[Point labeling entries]
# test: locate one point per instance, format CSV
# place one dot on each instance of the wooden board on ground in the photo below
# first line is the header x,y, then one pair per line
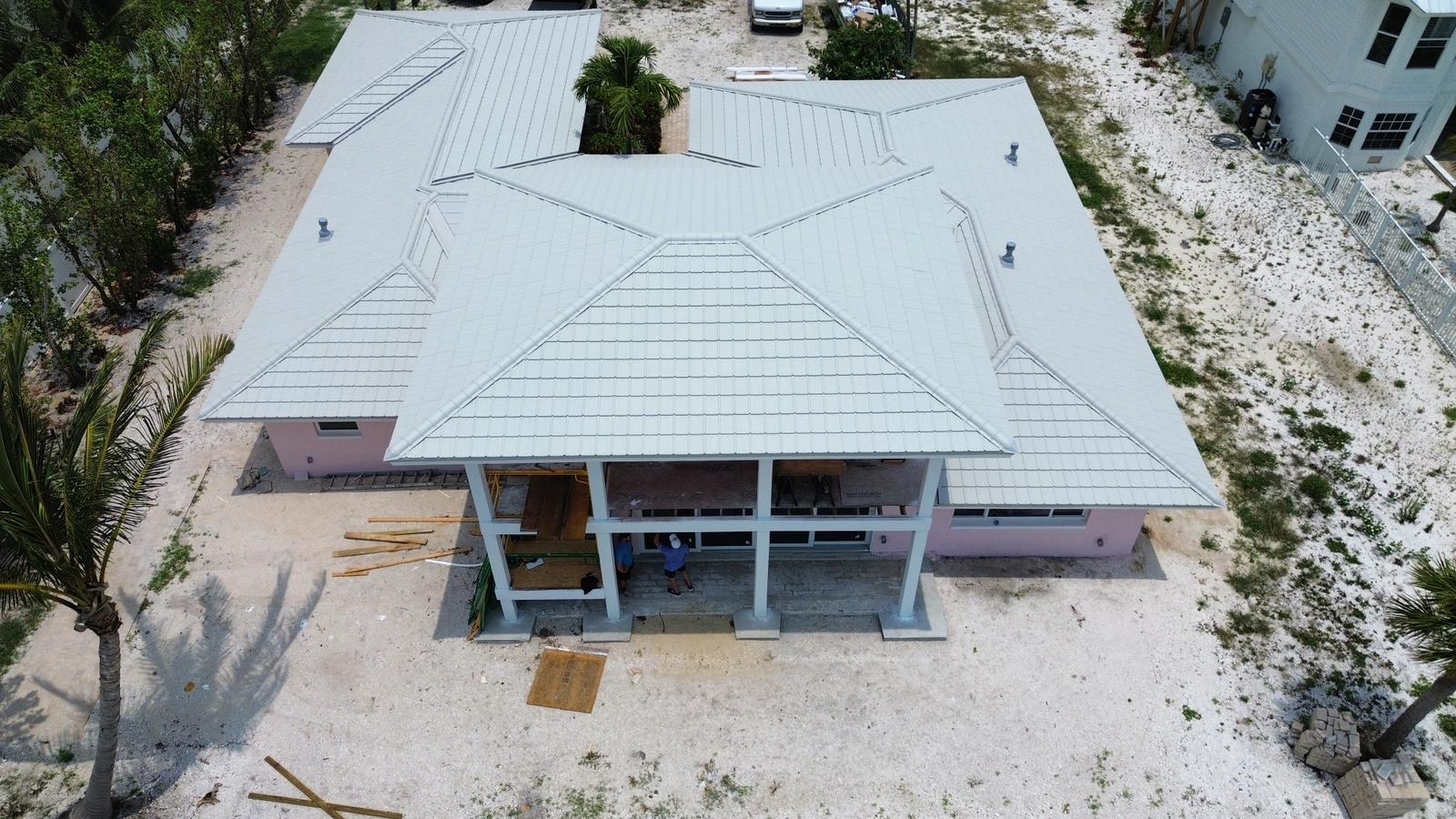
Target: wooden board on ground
x,y
382,548
539,547
567,681
363,570
579,509
555,573
437,519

**GIVEN INSTRUCTION:** Rewrite the entries above with "wooden board" replaced by "plank" everywhere and nothing else changed. Leave out the pictures.

**WRITTEN RESPONSE:**
# test: locate one point per instance, format CSV
# place one dot on each instance of the plank on ground in the photo below
# first line is the header x,y, then one pair per line
Target: plank on ground
x,y
382,548
539,547
567,681
363,570
579,509
555,573
437,519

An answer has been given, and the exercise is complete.